PROBLEM TO SOLVE :: Without altering a single character, set down all of the data below.
START DATA SUPPLIED
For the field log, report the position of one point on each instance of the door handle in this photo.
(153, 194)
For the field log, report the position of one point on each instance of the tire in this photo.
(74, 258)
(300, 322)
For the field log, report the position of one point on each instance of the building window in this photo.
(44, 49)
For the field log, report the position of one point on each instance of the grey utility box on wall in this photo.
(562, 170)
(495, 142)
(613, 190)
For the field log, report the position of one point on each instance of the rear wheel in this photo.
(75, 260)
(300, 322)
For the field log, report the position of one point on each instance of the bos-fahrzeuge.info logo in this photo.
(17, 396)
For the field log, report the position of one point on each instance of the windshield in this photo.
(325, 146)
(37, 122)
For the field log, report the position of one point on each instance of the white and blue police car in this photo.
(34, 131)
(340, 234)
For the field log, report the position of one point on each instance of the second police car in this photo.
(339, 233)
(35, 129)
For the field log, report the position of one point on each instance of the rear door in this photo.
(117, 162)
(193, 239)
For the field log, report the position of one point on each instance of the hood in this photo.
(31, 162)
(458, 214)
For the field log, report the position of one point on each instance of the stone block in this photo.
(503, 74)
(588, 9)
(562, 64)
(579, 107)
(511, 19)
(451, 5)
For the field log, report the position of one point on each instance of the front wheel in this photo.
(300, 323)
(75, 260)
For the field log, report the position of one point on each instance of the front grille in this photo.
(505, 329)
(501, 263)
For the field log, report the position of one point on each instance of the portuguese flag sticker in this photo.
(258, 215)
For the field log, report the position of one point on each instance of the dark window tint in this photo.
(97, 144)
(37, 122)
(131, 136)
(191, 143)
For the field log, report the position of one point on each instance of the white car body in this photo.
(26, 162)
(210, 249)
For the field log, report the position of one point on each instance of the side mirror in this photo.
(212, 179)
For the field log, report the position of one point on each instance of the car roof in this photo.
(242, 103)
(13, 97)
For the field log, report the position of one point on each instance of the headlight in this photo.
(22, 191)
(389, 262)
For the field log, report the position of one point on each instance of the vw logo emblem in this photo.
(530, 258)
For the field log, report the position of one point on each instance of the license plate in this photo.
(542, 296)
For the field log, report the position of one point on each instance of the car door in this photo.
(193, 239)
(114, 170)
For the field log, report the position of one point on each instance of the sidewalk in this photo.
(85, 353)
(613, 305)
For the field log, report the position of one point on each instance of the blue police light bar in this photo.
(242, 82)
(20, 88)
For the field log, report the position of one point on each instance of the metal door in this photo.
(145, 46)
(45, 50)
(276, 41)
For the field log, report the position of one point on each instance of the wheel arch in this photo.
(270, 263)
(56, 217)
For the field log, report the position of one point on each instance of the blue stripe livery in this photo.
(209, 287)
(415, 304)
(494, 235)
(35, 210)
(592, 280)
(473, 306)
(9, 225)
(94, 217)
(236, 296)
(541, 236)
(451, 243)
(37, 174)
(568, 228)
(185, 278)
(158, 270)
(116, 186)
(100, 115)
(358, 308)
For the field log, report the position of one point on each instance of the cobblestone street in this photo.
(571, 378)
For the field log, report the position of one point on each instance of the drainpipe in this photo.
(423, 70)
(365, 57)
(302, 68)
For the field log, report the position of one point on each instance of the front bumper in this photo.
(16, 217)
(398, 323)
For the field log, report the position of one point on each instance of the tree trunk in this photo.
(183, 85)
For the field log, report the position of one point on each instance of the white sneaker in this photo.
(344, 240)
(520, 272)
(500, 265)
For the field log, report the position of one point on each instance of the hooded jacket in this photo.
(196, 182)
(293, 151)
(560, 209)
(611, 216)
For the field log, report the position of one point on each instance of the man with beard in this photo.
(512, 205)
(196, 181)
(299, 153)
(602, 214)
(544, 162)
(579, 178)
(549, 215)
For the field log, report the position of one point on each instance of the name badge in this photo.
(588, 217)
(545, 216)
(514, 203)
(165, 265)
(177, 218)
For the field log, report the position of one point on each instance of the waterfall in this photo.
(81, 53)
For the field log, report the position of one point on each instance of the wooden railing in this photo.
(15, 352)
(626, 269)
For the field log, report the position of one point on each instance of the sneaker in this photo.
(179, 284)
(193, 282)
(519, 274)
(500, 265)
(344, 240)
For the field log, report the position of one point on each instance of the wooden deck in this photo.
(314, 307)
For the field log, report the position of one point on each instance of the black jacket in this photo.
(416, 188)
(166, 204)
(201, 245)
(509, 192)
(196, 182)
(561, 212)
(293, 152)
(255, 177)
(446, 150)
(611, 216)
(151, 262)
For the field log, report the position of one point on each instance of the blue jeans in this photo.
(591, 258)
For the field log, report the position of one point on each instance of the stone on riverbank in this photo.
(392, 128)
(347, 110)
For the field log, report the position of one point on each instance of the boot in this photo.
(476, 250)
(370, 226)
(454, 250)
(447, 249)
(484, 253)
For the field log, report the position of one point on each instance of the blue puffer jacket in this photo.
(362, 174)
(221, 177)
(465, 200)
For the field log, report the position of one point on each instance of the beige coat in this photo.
END DATA SUPPLIED
WRITTEN SOLUTION ::
For the field log, report the position of one point on each instance of the door handle in this photo.
(153, 194)
For the field log, report the position of one point on each instance of the tire in this photo.
(74, 258)
(300, 322)
For the field log, report the position of one point on each instance of the building window in this photo.
(44, 49)
For the field log, report the position of one point on each instance of the grey utility box on wall in this photo.
(562, 170)
(495, 142)
(613, 190)
For the field log, report the position of one point on each instance of the rear wheel in this photo.
(75, 260)
(300, 322)
For the field log, report the position of one point on each instance of the bos-fahrzeuge.info logo in this photo.
(17, 396)
For the field log, report the position of one point on each instance of the windshield in this photo.
(325, 146)
(37, 122)
For the field log, report the position of one point on each instance of the white and blue police car in this photo.
(34, 131)
(340, 234)
For the field log, report the position of one point on each instance of the second police car in this photo.
(339, 233)
(35, 129)
For the field log, report the position of one point on each instance of the rear door in this photo.
(117, 162)
(193, 239)
For the field log, report the position of one point on each instance of the hood in this photo.
(31, 162)
(458, 214)
For the field log, report the position of one point on each instance of the stone block in this photo.
(503, 74)
(588, 9)
(562, 64)
(579, 107)
(511, 19)
(451, 5)
For the field log, report the position of one point on each instance of the front wheel in this photo.
(300, 323)
(75, 260)
For the field log, report the position of one point on each instance of the front grille in this photo.
(505, 329)
(501, 263)
For the field log, report the position of one point on each instance of the portuguese flag sticker in this photo.
(258, 215)
For the field log, report the position of one point on each instance of the dark window tint in this photo.
(97, 144)
(37, 122)
(131, 136)
(191, 143)
For the field log, report the position of one point on each instance of the white car body in this photo.
(26, 162)
(210, 249)
For the field log, report the position of one point on each instance of the side mirror in this photo.
(212, 179)
For the field log, report the position of one point on each instance of the car roof in this photo.
(242, 103)
(13, 97)
For the field log, report the position of one point on each instance of the headlight in this photo.
(22, 191)
(389, 262)
For the field log, report the position of one point on each instance of the vw logo emblem in this photo.
(530, 258)
For the field log, report the position of one point on each instance of the license plate in this photo.
(542, 296)
For the field log, report the position of one point on each instance of the car door in this photo.
(193, 239)
(114, 170)
For the field log, report the position of one point on each instance of the sidewalk in this photo.
(85, 353)
(613, 305)
For the field log, report the position of one point on each instance of the blue police light bar in this photo.
(242, 82)
(20, 88)
For the field log, report the position of one point on each instance of the metal door in this photo.
(145, 46)
(45, 50)
(276, 41)
For the field log, report the position of one point on each instance of the wheel arch in this photo.
(270, 263)
(56, 217)
For the field log, report the position of one point on each instance of the blue stripe livery in this photo.
(209, 287)
(415, 304)
(494, 235)
(35, 210)
(592, 280)
(473, 306)
(9, 225)
(94, 217)
(236, 296)
(541, 236)
(451, 243)
(37, 174)
(568, 228)
(185, 278)
(158, 270)
(116, 186)
(100, 115)
(358, 308)
For the field log, report the position of one point on each instance of the cobblestone street in this photo.
(571, 378)
For the field log, report the position of one point on each instance of the drainpipe in this photo.
(423, 70)
(365, 57)
(302, 68)
For the field log, report the position of one point on each instance of the front bumper in this photo.
(16, 217)
(398, 323)
For the field log, report the position of one point on each instance of the tree trunk in this photo.
(183, 85)
For the field log, report the position of one point on each instance of the white sneaker in this photo.
(344, 240)
(520, 272)
(500, 265)
For the field log, report the position of one point on each instance of the hooded jacket in this photo.
(196, 182)
(293, 151)
(560, 209)
(611, 216)
For the field log, report the position of one point on each instance of the man with beard in this photo.
(512, 205)
(196, 181)
(299, 153)
(602, 214)
(544, 162)
(579, 178)
(549, 215)
For the field log, report the position of one point on each instance of the name badge in this photo.
(588, 217)
(545, 216)
(514, 203)
(165, 265)
(177, 218)
For the field log, report the position of one point on each instance of the waterfall in this photo.
(81, 53)
For the field log, report the position of one point on each instance of the wooden railing in this photo.
(15, 352)
(626, 269)
For the field log, report the position of one point on each instance of the sneaker in this photo.
(179, 284)
(193, 282)
(519, 274)
(500, 265)
(344, 240)
For the field log, report the position of one point on each instance of the wooden deck in this photo.
(314, 307)
For the field log, report the position of one point on each instance of the black jacket in this photo.
(416, 188)
(166, 204)
(201, 245)
(509, 192)
(196, 182)
(561, 212)
(293, 152)
(255, 177)
(446, 150)
(611, 216)
(151, 262)
For the field log, report the position of one point on each instance of the blue jeans in this photo.
(591, 258)
For the field log, report the position of one point on each instance of the stone on riverbank in this photo.
(392, 128)
(347, 110)
For the field log, report the position of one point on each instance of the boot in this photo.
(476, 250)
(370, 226)
(454, 250)
(447, 249)
(484, 253)
For the field log, report the position of one point on each instance of the blue puffer jacket in this photo.
(362, 174)
(221, 177)
(465, 200)
For the field log, report the position of one point on each instance of the beige coat in this photo.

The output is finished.